* start Data for processing *
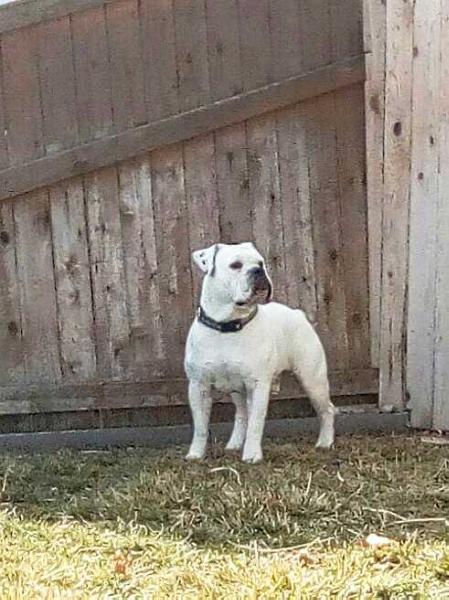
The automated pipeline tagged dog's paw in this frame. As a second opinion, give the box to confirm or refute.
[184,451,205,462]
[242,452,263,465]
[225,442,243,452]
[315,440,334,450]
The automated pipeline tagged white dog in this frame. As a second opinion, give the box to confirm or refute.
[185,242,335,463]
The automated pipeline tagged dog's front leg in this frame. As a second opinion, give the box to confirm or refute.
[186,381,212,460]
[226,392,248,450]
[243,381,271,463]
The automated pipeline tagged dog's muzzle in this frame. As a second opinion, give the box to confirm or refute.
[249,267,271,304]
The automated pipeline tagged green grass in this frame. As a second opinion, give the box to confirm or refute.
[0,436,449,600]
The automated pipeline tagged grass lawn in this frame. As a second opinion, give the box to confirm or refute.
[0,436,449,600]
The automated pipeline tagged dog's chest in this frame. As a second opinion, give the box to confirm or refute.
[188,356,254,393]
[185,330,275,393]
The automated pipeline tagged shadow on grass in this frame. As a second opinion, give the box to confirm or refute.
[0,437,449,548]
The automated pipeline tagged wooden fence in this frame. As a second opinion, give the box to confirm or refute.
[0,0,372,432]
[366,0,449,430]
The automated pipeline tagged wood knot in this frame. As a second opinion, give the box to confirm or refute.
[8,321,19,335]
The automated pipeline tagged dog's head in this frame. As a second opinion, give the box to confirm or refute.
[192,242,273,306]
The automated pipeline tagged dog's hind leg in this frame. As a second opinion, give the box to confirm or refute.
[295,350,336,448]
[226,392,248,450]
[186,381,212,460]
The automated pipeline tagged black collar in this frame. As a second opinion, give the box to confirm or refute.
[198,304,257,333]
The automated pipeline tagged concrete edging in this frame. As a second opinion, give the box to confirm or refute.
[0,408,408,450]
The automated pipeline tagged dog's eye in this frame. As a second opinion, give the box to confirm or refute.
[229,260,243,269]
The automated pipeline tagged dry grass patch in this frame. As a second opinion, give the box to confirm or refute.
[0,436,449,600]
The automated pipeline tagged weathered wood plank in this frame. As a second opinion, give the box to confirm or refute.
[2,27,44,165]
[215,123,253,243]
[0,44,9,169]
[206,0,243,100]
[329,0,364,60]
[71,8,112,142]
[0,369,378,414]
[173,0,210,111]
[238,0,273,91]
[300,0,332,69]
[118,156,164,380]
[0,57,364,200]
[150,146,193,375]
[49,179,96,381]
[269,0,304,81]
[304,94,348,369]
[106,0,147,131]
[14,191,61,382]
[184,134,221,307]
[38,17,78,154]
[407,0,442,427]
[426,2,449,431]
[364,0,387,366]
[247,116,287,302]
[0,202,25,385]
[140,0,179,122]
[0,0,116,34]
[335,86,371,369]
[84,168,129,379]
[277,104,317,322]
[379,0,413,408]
* end Data for processing *
Your goal →
Return every line of the listing above verbatim, omitting the picture.

Full output →
The automated pipeline tagged dog's paw in this frame. As a second opinion, give the box to confirm or refute.
[184,451,205,462]
[242,452,263,465]
[225,442,243,452]
[315,440,334,450]
The automated pipeline tagged white dog in this frame. As a second opinion, give the box to confirm or refute.
[185,242,335,463]
The automated pipeline tagged dog's front leg in this frame. As a second opinion, give the box to confirm or refute.
[186,381,212,460]
[226,392,248,450]
[243,381,271,463]
The automated pipeline tagged dog's muzzle in this frame. As a second opinion, give the box to confirm or refute.
[249,267,271,304]
The automated pipeline tagged green grass in this frame. As a second opinion, give the box to confirm or refute.
[0,436,449,600]
The automated pipeline tagged grass lawn in this frame. As a second opinion, give the box to confirm or refute.
[0,436,449,600]
The automated pipeline tagged dog's chest in this frame. As a second opinion, give the box to confirm or refute.
[188,356,254,393]
[185,330,275,393]
The automated pipeline tagged shadow on grass in this frame. As a second opinion, give the box to confirm or refute.
[0,437,449,548]
The automated pipeline tagged wooden fence in this frame. As a second opinion, give the box to confirm or refute.
[0,0,372,432]
[366,0,449,430]
The automated pipeline tagged wood knot in this frame. As a second opinion, give the box to confirm or refute.
[8,321,19,335]
The automated pipeline tagged dog's head in this frame. As a second opinion, give the box to confirm or refute.
[192,242,273,306]
The automated pipeline tagged dog's hind leg in this frame. As a second opinion, give the box to confirm or refute.
[295,350,336,448]
[226,392,248,450]
[186,381,212,460]
The automated pipeline tagged black collar in this frame. As a second opinion, give the box to confirm or refute.
[198,304,257,333]
The automated pipeline tagged concrete edging in this frame. As a second opinion, give the box to confirm or refute.
[0,408,408,450]
The automated pipeline tagged dog's eye in this frame. As a second opinion, give the box to confirm or refute.
[229,260,243,269]
The automated pipeline tagged dry grass patch in this frame. As a second opinion, give the box to confirm or refute.
[0,436,449,600]
The automated pipeline tagged weathered wood plank in this frame. As a second opinion, give the box to confirm or refute.
[2,27,44,165]
[215,123,253,243]
[0,44,9,169]
[206,0,243,100]
[329,0,364,60]
[71,8,112,142]
[0,369,378,414]
[173,0,210,111]
[238,0,273,91]
[300,0,332,69]
[118,156,164,380]
[0,57,364,200]
[150,146,193,375]
[49,179,96,381]
[269,0,304,81]
[304,94,348,369]
[106,0,147,131]
[14,191,61,382]
[184,134,221,307]
[38,17,78,154]
[407,0,442,427]
[426,2,449,431]
[364,0,387,366]
[247,116,287,302]
[0,202,25,385]
[140,0,179,122]
[0,0,116,34]
[335,86,371,369]
[84,168,129,379]
[277,104,317,322]
[379,0,413,408]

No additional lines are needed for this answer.